(Collected data)
····················
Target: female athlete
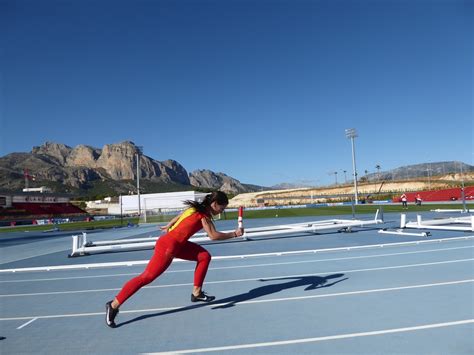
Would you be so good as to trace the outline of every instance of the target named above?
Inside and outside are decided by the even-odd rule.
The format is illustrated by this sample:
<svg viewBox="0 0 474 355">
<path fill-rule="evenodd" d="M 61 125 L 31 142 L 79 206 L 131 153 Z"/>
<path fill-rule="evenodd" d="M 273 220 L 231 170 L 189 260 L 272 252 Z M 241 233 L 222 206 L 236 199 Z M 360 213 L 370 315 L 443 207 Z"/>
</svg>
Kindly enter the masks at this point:
<svg viewBox="0 0 474 355">
<path fill-rule="evenodd" d="M 185 204 L 189 208 L 173 218 L 166 226 L 161 227 L 166 231 L 166 234 L 157 240 L 155 252 L 145 271 L 125 283 L 114 300 L 106 303 L 106 323 L 109 327 L 116 327 L 115 317 L 119 313 L 119 307 L 140 288 L 160 276 L 170 266 L 174 258 L 196 261 L 197 263 L 194 271 L 191 302 L 211 302 L 215 299 L 214 296 L 210 296 L 202 290 L 211 254 L 202 246 L 192 243 L 188 239 L 202 228 L 211 240 L 242 236 L 243 228 L 223 233 L 217 231 L 212 222 L 212 216 L 223 212 L 228 203 L 226 194 L 220 191 L 206 195 L 202 202 L 186 201 Z"/>
</svg>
····················
Your task: When you write out the data, keep every line exact and drop the pictures.

Problem solution:
Target: female athlete
Would you be so good as to trace the outline of every instance of the target named above?
Inside and outside are decided by the even-odd rule.
The format is illustrated by this sample:
<svg viewBox="0 0 474 355">
<path fill-rule="evenodd" d="M 61 125 L 31 142 L 79 206 L 131 153 Z"/>
<path fill-rule="evenodd" d="M 273 220 L 231 170 L 189 260 L 272 252 Z M 241 233 L 222 206 L 236 199 Z M 360 213 L 370 315 L 443 207 Z"/>
</svg>
Kindly enter the masks at this point:
<svg viewBox="0 0 474 355">
<path fill-rule="evenodd" d="M 185 204 L 189 208 L 173 218 L 166 226 L 161 227 L 166 231 L 166 234 L 157 240 L 155 252 L 145 271 L 125 283 L 114 300 L 106 303 L 106 323 L 109 327 L 116 327 L 115 317 L 119 313 L 119 307 L 140 288 L 160 276 L 170 266 L 174 258 L 196 261 L 197 263 L 194 271 L 191 302 L 211 302 L 215 299 L 214 296 L 210 296 L 202 290 L 211 254 L 202 246 L 192 243 L 188 239 L 202 228 L 211 240 L 242 236 L 243 228 L 223 233 L 217 231 L 212 222 L 212 216 L 223 212 L 228 203 L 226 194 L 220 191 L 206 195 L 202 202 L 186 201 Z"/>
</svg>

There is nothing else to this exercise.